> [Short problem 1]: Which words make up the stretch from "Recently the company's" through "Policy, Johannes Hahn." in the passage about Clement's consulting company? Extract them word for word.
> [Short problem 2]: Can you sum up the passage about Clement's consulting company in two sentences?

> [Selected text]:
-- BEGIN --

In 2002, he founded his own company, "4C-Foresee Management Consulting Ltd", working predominantly in the area of R&D and innovation. Contracting institutions are mainly Austrian government ministries and the "Austrian (Research) Council". The company has contributed frequently to strategies or national plans for research and innovation in Austria. Clement's role as scientific advisor to the Ministry of Economics' platform on clusters (2008 – 2010) may also be mentioned. In 2011 he elaborated the "Strategic concept for science and research fostering technology" in the province of Tyrol.
Recently the company's focus is on security economics. He serves as an evaluator and scientific advisor to the respective programme (KIRAS). He is also strongly engaged in the ongoing elaboration of a strategy to foster "Innovation-oriented Public Procurement" and chairs the respective working groups. Since 2012 he serves as special adviser to EU Commissioner for Regional Policy, Johannes Hahn.

-- END --

> [Data extract]:
-- BEGIN --

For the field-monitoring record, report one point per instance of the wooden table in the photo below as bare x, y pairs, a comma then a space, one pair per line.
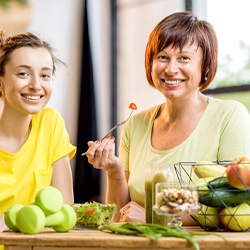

-- END --

> [Task solution 1]:
Recently the company's focus is on security economics. He serves as an evaluator and scientific advisor to the respective programme (KIRAS). He is also strongly engaged in the ongoing elaboration of a strategy to foster "Innovation-oriented Public Procurement" and chairs the respective working groups. Since 2012 he serves as special adviser to EU Commissioner for Regional Policy, Johannes Hahn.

> [Task solution 2]: In 2002, Clement founded 4C-Foresee Management Consulting Ltd, which works mainly on R&D and innovation for clients such as Austrian government ministries and the Austrian (Research) Council and has often contributed to Austria's research and innovation strategies. The company now focuses on security economics, where he serves as evaluator and scientific advisor to the KIRAS program, and since 2012 he has been special adviser to EU Commissioner for Regional Policy Johannes Hahn.